**Exercise description:**
Although the records contain pictures, the copy should leave them out and match everything else exactly.

___ Excerpted records ___

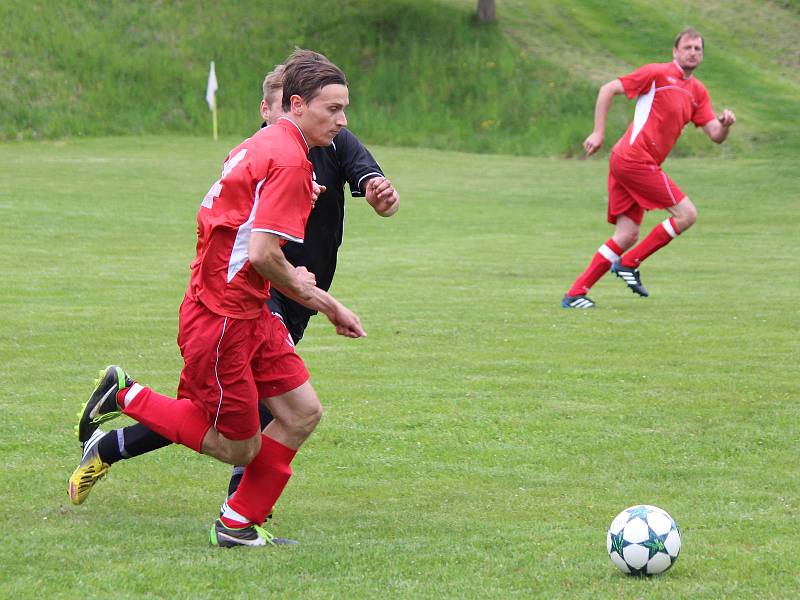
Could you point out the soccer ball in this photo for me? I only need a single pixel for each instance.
(643, 540)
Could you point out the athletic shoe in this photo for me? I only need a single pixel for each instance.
(102, 404)
(90, 470)
(631, 277)
(580, 301)
(252, 535)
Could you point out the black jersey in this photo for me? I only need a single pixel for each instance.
(346, 160)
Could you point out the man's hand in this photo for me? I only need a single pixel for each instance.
(717, 129)
(593, 143)
(346, 321)
(316, 190)
(382, 196)
(726, 118)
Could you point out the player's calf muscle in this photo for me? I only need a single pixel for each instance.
(232, 452)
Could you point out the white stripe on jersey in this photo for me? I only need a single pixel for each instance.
(280, 234)
(643, 105)
(239, 254)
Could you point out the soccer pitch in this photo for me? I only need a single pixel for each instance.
(476, 444)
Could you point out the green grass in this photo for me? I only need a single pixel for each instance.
(476, 444)
(422, 73)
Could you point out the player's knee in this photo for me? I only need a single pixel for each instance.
(242, 453)
(687, 215)
(305, 419)
(237, 452)
(626, 239)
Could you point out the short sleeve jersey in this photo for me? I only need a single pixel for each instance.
(667, 101)
(265, 186)
(346, 160)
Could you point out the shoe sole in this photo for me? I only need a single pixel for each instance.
(93, 423)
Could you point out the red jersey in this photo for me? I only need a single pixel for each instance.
(265, 186)
(668, 100)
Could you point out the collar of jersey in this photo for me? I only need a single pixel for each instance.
(681, 71)
(292, 126)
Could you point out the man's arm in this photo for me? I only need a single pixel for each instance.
(603, 105)
(346, 321)
(266, 256)
(382, 196)
(364, 174)
(717, 129)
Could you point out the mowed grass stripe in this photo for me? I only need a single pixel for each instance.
(477, 443)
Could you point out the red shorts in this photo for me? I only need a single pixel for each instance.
(636, 187)
(230, 363)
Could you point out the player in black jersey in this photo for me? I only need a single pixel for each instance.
(344, 161)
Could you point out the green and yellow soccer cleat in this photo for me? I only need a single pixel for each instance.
(102, 404)
(252, 535)
(230, 537)
(90, 470)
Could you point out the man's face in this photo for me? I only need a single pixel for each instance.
(323, 117)
(272, 111)
(689, 53)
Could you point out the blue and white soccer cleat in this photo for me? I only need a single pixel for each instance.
(580, 301)
(631, 277)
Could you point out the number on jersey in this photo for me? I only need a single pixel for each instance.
(216, 189)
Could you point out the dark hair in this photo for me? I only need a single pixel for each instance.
(272, 83)
(306, 73)
(689, 32)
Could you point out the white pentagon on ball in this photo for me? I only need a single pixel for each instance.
(643, 540)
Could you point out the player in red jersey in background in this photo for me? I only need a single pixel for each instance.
(669, 97)
(235, 351)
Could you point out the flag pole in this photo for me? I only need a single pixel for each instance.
(211, 96)
(214, 118)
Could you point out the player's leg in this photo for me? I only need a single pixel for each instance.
(103, 449)
(652, 189)
(684, 215)
(626, 215)
(282, 379)
(296, 414)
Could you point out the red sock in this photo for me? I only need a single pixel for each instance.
(178, 420)
(661, 235)
(601, 263)
(263, 481)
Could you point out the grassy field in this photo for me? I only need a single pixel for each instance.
(422, 72)
(476, 444)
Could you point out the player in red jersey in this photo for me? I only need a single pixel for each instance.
(669, 97)
(235, 351)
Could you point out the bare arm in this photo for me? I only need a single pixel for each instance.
(717, 129)
(382, 196)
(603, 105)
(266, 256)
(346, 321)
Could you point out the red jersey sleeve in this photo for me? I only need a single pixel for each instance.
(284, 202)
(704, 112)
(639, 81)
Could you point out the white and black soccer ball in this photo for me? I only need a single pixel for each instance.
(643, 540)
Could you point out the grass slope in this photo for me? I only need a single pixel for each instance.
(422, 73)
(476, 444)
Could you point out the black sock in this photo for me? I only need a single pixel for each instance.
(129, 442)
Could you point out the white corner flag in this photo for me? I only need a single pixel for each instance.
(211, 96)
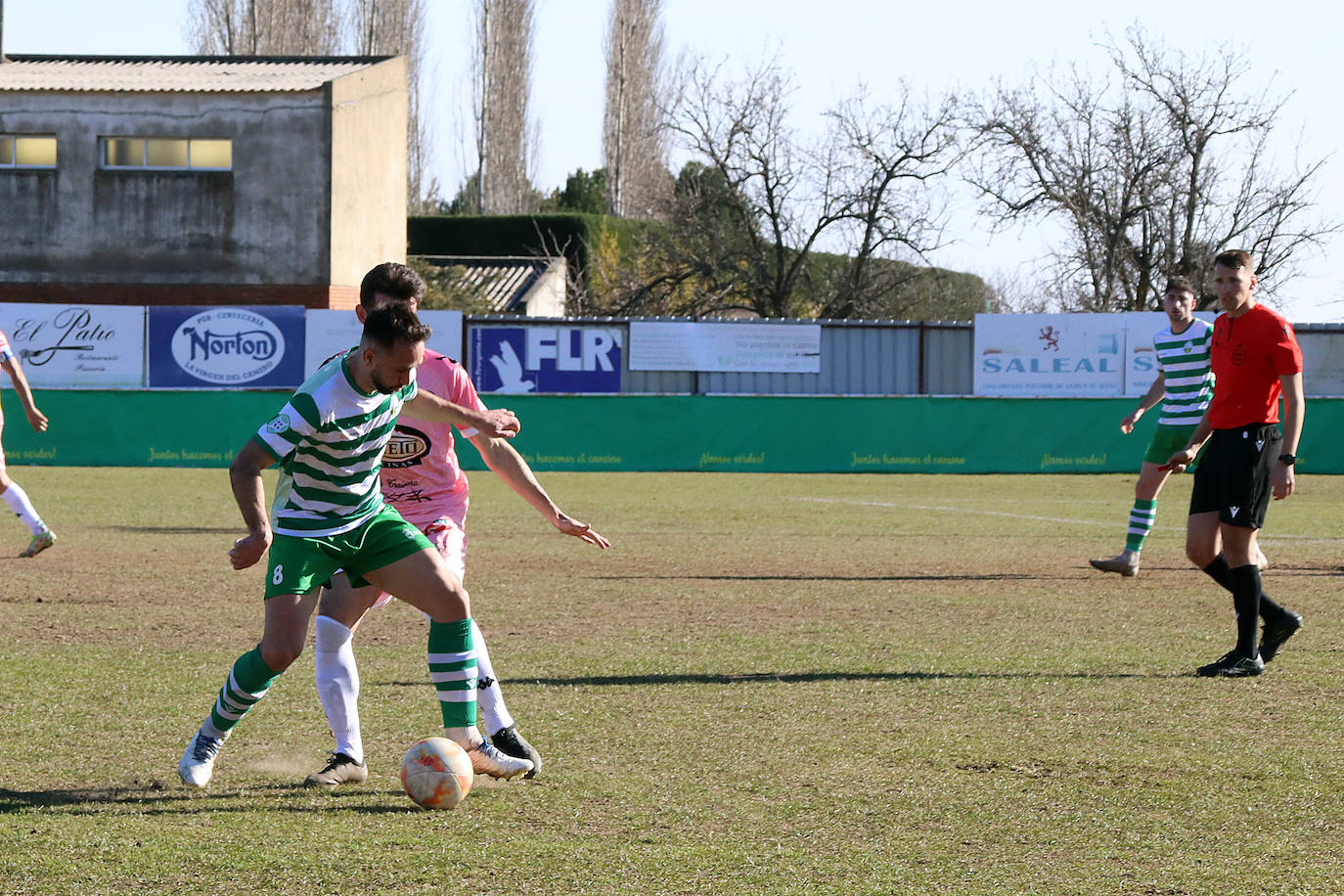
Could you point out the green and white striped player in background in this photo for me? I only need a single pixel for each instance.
(330, 515)
(1186, 381)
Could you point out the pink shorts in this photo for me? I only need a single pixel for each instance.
(450, 540)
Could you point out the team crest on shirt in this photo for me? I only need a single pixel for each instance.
(406, 448)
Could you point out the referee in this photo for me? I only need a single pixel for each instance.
(1256, 359)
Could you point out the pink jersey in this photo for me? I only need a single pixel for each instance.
(421, 475)
(6, 353)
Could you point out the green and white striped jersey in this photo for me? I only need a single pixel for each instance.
(1183, 359)
(330, 439)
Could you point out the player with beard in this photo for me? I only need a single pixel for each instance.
(330, 515)
(424, 479)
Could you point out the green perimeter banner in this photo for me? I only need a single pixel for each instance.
(734, 434)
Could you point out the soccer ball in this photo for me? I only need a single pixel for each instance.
(437, 773)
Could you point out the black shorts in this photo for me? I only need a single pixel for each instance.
(1232, 474)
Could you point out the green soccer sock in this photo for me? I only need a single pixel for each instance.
(452, 668)
(247, 683)
(1140, 524)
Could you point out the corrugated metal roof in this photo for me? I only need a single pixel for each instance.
(176, 74)
(502, 283)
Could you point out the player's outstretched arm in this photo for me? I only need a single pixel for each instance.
(1181, 460)
(510, 467)
(1154, 394)
(498, 424)
(21, 384)
(245, 475)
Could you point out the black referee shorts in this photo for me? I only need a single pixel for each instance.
(1232, 474)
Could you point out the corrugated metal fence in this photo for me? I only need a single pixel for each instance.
(884, 357)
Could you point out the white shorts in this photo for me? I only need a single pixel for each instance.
(450, 540)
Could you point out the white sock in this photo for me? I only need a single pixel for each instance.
(19, 503)
(337, 686)
(489, 700)
(464, 738)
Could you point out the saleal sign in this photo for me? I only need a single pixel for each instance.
(254, 347)
(1050, 355)
(546, 359)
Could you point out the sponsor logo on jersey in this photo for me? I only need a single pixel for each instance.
(406, 448)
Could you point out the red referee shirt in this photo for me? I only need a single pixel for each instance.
(1249, 355)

___

**Response area:**
Could you point out the soccer ball in this photo for me? I only need a single pixel for each instance.
(643, 540)
Could you point out the athletic shoe in this photo for me? I only need a single pixel for each instance.
(102, 404)
(90, 470)
(631, 277)
(580, 301)
(252, 535)
Could you point out the black jersey in this photo for me? I only need a single pixel for each instance.
(346, 160)
Could you point out the man's hand in this photo for me? I only need a single pixel for each instance.
(717, 129)
(593, 143)
(346, 321)
(316, 190)
(382, 196)
(726, 118)
Could you point out the player's calf muscle in this photo for me? I only need a single pixel for each instance.
(232, 452)
Could you point out the white stripe on jersey in this photo for me? I only need a single pixel for each instance.
(280, 234)
(643, 105)
(239, 254)
Could you point out the soccer pitch in this photo for me? I only need a single pixel for each instance.
(476, 444)
Could you point out the green grass in this photo for me? I only need a single pixel for each instance.
(476, 444)
(422, 73)
Could you point out the player's knee in this photo for me? I only need a single pixel for each instance.
(242, 453)
(687, 215)
(305, 419)
(237, 452)
(626, 239)
Could you point out the short sleeve jersey in this photo for me? I only need a single pixel for each instance.
(667, 101)
(265, 186)
(346, 160)
Could you point out the shoe sole in this photo for me? I only need a single pixel for each instance.
(93, 423)
Could you point out the red jersey in this photo for me? I only need a single pixel for each instance.
(265, 186)
(668, 100)
Could you point out the collar of jersey in this photo for me? I only need a single pixel for each instance.
(681, 71)
(292, 126)
Could you point out the man's arm in this photo for me? I only need a single pixel for each instance.
(603, 105)
(346, 321)
(266, 256)
(382, 196)
(364, 174)
(717, 129)
Could you point out the mowed grass stripe in this photo for me? I only need a single pixel for each instance.
(477, 443)
Could you point out the red shorts in this photo for me? I only need a single pixel for each instance.
(636, 187)
(230, 363)
Could you point out the player in black jersey in this photo for me? I only need a single pixel for each instance.
(344, 161)
Could you point out the green and yellow soccer cleat in this photo for me? I only need a single pixel for each instance.
(102, 404)
(252, 535)
(230, 537)
(90, 470)
Could you point out the man's face in this photo for me? I only need a single pixel for each instance.
(323, 117)
(272, 111)
(689, 53)
Could you point out the blue and white soccer cleat in this photo for me? I only need a single pixel for each instance.
(580, 301)
(631, 277)
Could you point out the number on jersey in this photo for me? I only need a single pixel for each instance.
(216, 189)
Could you point out the dark hair in this photo for me? I only need a single pixel for each instance.
(272, 83)
(306, 73)
(689, 32)
Could you point out the white pentagon on ball in this photo for me? I only need a single pixel for each instance.
(643, 540)
Could you point out the player in red jersey in background in this photo for me? I only need a single pixel for each instance.
(669, 97)
(235, 351)
Could you point out the flag pole in this photo for me? I only need a single pixel for each instance.
(211, 96)
(214, 118)
Could you point out the player's leg in this photo for me? I only need a single pixel for each instance.
(103, 449)
(652, 189)
(684, 215)
(626, 215)
(282, 379)
(296, 414)
Could you point out the red sock in this photo for me? I only need a single pixel for each instance.
(178, 420)
(661, 235)
(601, 263)
(263, 481)
Could you point out the grassy field in this photo for me? I only need a single pixel for each instance.
(422, 72)
(476, 444)
Could you point out the player in red jersey in this photo for me? I only need a single pixel for each instance.
(669, 97)
(235, 351)
Could you point out the bare arm in this photo for me? I only need a single pixel for each instance.
(717, 129)
(382, 196)
(603, 105)
(266, 256)
(346, 321)
Could you point out the red jersey sleeve in this photo for me? I only need a single pixel for each instance.
(284, 202)
(704, 112)
(639, 81)
Could you point out the white and black soccer ball in this photo for me? I only need a single pixel for each instance.
(643, 540)
Could you point out the grass slope in this photo for me? I only need a single pixel for each instance.
(422, 73)
(476, 444)
Could you point out the black sock in this photo for me? I only need a single pixel for each instance.
(129, 442)
Could you point out the white corner flag in this photo for me? I only need a single pixel for each instance.
(211, 96)
Could you point out the green and white striped player in background in this photo for me? I only need a single pixel for each instance.
(330, 515)
(1186, 381)
Could you point out the pink shorts in this photo for me? I only need a single pixel for each instance.
(450, 540)
Could you point out the team crest on shirt in this photo for me? I only need a single pixel for each instance.
(406, 448)
Could you point out the referee in this photo for me? I only need a single pixel for each instance.
(1256, 359)
Could you point out the pink jersey in this photo for me? I only need a single pixel for each instance.
(421, 475)
(6, 353)
Could you point out the green and white striped jersey in this photo for me? I only need a single pixel for each instance.
(1183, 359)
(330, 439)
Could you point out the player with beard in this photo for me? I only need a single pixel for each instance.
(330, 515)
(424, 479)
Could you point out the green perimeter banner in this photo for me? I only need a single pixel for each instance.
(734, 434)
Could you point out the soccer ball in this photo for me? I only need a single pixel for each instance.
(437, 773)
Could you point out the black shorts in this photo for me? I only need a single pixel for each instance.
(1232, 474)
Could you point out the green soccer sock in this photo for me? I only need a single pixel for each instance.
(452, 668)
(247, 683)
(1140, 524)
Could you point out the corrugated metal roof in this photo for me? I only need a single pixel for each instance.
(176, 74)
(502, 283)
Could you point out the player's outstretched arm in this photo for me? I only need a single pixel for each instance.
(1181, 460)
(510, 467)
(1154, 394)
(498, 424)
(21, 384)
(245, 475)
Could you point out the black referee shorts in this photo for me? I only need a single pixel for each instance.
(1232, 474)
Could you point out the corrugated metal fence in this photo for me? I only need a single pixel for each instance.
(884, 357)
Could you point out the white shorts in this photo for me? I only need a single pixel for each instance.
(450, 540)
Could you point out the white sock in this photo for me? I only need a single pixel for each instance.
(19, 503)
(337, 686)
(489, 700)
(464, 738)
Could you point out the saleal sign in this photo for me? I only need a single pixel for each instance.
(254, 347)
(1050, 355)
(546, 359)
Could you point out the sponsor logo on jersey in this photo for me? I only need a single pixel for each instance.
(406, 448)
Could you point out the red referee shirt in this photo for me? I only need a single pixel for each instance.
(1249, 355)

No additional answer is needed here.